WHAT YOU WILL DO:
Reproduce all the records below with "Objective" swapped for "Goal" wherever it occurs, keeping everything else the same. Omit the pictures from your version.

AVAILABLE DATA:
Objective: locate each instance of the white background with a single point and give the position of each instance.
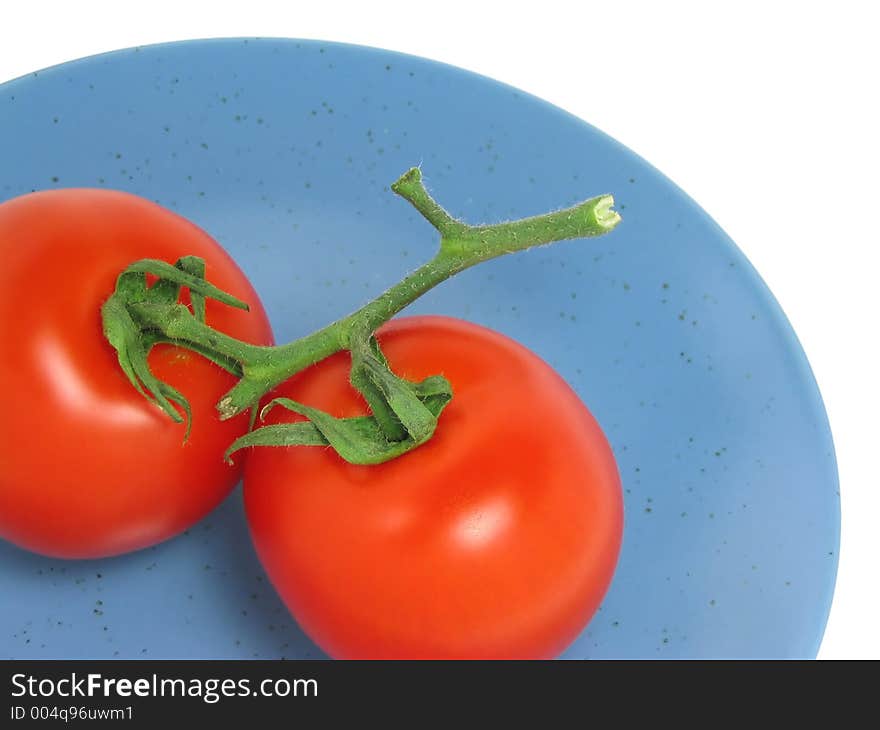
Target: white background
(764, 112)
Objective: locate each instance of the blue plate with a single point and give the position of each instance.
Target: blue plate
(284, 151)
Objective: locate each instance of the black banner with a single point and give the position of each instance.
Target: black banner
(147, 693)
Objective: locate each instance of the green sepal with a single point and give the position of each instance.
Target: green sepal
(133, 340)
(359, 439)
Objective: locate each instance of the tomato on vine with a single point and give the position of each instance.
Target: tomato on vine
(88, 467)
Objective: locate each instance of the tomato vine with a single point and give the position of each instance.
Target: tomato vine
(404, 414)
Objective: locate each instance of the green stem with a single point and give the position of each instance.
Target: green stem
(461, 246)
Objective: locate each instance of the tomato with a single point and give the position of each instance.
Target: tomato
(496, 539)
(88, 467)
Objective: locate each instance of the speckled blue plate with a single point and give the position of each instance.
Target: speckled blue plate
(284, 150)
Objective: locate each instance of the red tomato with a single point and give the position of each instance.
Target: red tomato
(89, 468)
(496, 539)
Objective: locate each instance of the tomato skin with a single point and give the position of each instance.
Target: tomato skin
(496, 539)
(89, 468)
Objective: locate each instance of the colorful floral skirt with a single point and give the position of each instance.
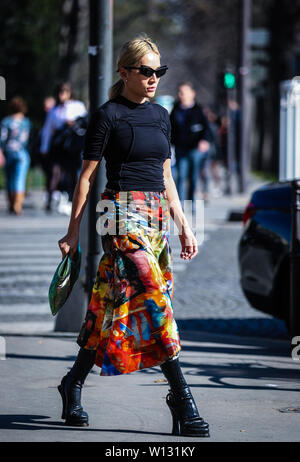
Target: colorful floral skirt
(129, 320)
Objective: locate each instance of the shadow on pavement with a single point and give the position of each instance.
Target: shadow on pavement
(249, 327)
(32, 422)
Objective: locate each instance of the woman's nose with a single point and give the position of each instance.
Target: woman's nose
(153, 78)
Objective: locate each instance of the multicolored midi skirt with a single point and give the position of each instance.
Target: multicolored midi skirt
(129, 320)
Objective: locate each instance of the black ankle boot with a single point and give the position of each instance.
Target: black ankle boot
(71, 386)
(186, 418)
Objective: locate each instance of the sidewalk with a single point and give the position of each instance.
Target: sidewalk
(247, 389)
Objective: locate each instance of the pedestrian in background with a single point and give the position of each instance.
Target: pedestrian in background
(43, 159)
(15, 130)
(66, 110)
(191, 137)
(129, 323)
(215, 152)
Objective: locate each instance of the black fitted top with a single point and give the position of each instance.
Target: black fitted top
(134, 139)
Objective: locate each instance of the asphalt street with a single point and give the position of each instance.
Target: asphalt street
(236, 360)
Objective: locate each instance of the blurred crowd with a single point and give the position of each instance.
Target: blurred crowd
(198, 142)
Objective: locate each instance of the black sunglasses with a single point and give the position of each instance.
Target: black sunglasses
(148, 71)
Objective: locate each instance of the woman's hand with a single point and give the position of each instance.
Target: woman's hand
(189, 245)
(68, 243)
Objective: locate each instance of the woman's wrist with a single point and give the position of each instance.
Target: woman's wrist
(73, 229)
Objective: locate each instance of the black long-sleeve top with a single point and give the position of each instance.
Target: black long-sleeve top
(134, 139)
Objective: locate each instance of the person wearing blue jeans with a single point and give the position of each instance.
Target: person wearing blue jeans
(191, 137)
(14, 140)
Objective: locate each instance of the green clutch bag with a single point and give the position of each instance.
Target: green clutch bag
(64, 278)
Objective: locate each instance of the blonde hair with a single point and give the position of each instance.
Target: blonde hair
(131, 53)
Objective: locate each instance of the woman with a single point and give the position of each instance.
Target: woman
(66, 110)
(14, 139)
(129, 323)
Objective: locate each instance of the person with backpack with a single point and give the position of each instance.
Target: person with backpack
(66, 111)
(191, 139)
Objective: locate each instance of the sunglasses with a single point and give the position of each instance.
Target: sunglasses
(148, 71)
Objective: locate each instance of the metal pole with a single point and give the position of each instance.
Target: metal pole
(100, 59)
(294, 312)
(230, 141)
(244, 70)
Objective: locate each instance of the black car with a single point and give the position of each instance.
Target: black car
(264, 250)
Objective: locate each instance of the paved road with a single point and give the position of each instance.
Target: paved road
(246, 387)
(207, 294)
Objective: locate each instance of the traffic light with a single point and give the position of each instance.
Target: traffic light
(229, 80)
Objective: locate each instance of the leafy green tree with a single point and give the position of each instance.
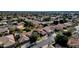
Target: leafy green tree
(61, 40)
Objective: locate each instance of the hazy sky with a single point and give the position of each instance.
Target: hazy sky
(39, 5)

RESULT OF THIS EXERCISE:
Goal: locate each instance of the white background with a single point and give the position of each instance.
Target: white background
(764, 112)
Goal: locate each instance of the blue plate with a single point and give the position of each instance.
Target: blue plate
(284, 151)
Goal: locate each instance of the black banner with a single point and give the position of each instance.
Target: black banner
(147, 693)
Goal: locate each instance of the green sepal with a single point and give the position of each instance.
Target: green sepal
(133, 340)
(359, 439)
Goal: locate each instance of the tomato on vine with a single point and give the position of each instance.
Target: tomato on vine
(88, 467)
Goal: locate each instance of the tomato vine with a single point and give the position of each instance.
Target: tomato vine
(404, 414)
Goal: locate each instance of the green stem with a single point and give the position of each instance.
Target: green stem
(461, 246)
Goal: locate each instance of the tomato with a single point and give the position of each instance.
Target: tomato
(496, 539)
(88, 467)
Goal: locate each instance of the speckled blue plate with a single point and give the position of each instance.
Target: speckled blue plate
(284, 150)
Goal: locate each instance of the red tomato with a single point and give the position of each instance.
Target: red tomato
(89, 468)
(496, 539)
Goal: locate each instance of the tomato skin with a single point and give the position of each instance.
Target: tomato skin
(496, 539)
(89, 468)
Goal: locate each instance of the colorful floral skirt with a single point and give the position of each instance.
Target: colorful floral skirt
(129, 320)
Goal: locate each instance of the shadow on pavement with a single point and give the position of each instance.
Target: shadow on pavement
(249, 327)
(32, 422)
Goal: locate each instance of the woman's nose with a single point and give the position of each instance.
Target: woman's nose
(153, 78)
Goal: locate each instance of the multicolored midi skirt with a single point and give the position of each instance.
Target: multicolored midi skirt
(129, 320)
Goal: locate each instance of the black ankle boot with a single point and give the position of each instance.
Target: black ankle boot
(71, 386)
(186, 418)
Goal: locate each instance of the sidewalk with a single point and give the position of each instance.
Target: sidewalk
(247, 389)
Goal: locate each instance of the pedestrian in background with a single point and give the position of each instance.
Target: pedestrian in background
(43, 159)
(15, 130)
(66, 110)
(191, 137)
(129, 323)
(215, 152)
Goal: locate each instance of the black fitted top with a single point and give the position of each instance.
Target: black fitted top
(134, 139)
Goal: locate each instance of the asphalt street with a single point and give the position of each instance.
Target: asphalt street
(236, 360)
Goal: locate each instance of the blurred crowd with a single point and give the position of each instance.
Target: blurred crowd
(198, 142)
Goal: locate each instance of the black sunglasses with a single point and give the position of each instance.
Target: black sunglasses
(148, 71)
Goal: locate each instance of the woman's hand with a single point and give the position of each instance.
Target: woman's hand
(189, 245)
(68, 243)
Goal: locate each instance of the woman's wrist with a single point and give the position of each instance.
Target: woman's wrist
(73, 229)
Goal: locate each instance of the black long-sleeve top with a single point and give the position of each instance.
Target: black long-sleeve top
(134, 139)
Goal: locate each instance of the person wearing blue jeans with a single point and give the position of each instance.
Target: person wearing blue jeans
(191, 137)
(14, 140)
Goal: locate each instance of the green clutch bag with a single point and give the position of each instance.
Target: green clutch bag
(64, 278)
Goal: locate each instance of the blonde hair with a single point and give the position of each instance.
Target: blonde hair
(131, 53)
Goal: locate each instance of the woman with a single point and give the position of each instance.
Target: woman
(66, 110)
(14, 139)
(129, 323)
Goal: locate each instance of the person with backpack with a single point and give the position of each instance.
Target: person with backpack
(66, 111)
(191, 139)
Goal: locate each instance of the sunglasses with a single point and give the position of each instance.
Target: sunglasses
(148, 71)
Goal: locate each instance of the metal pole with a single point and give the position of each instance.
Target: metal pole
(100, 59)
(294, 312)
(230, 141)
(244, 70)
Goal: locate each instance of the black car with a single point and give the position of each instance.
Target: black car
(264, 250)
Goal: locate each instance of the paved road with a single point and give the position of each instance.
Target: paved road
(246, 387)
(207, 294)
Goal: locate each instance of the traffic light with a single point and give the position of each instance.
Target: traffic light
(229, 80)
Goal: locate each instance of the leafy green tree with a single point and give the position of each instance.
Target: leafy green tree
(61, 40)
Goal: locate each instance of the hazy sky with a single point and give the position of each instance.
Target: hazy sky
(39, 5)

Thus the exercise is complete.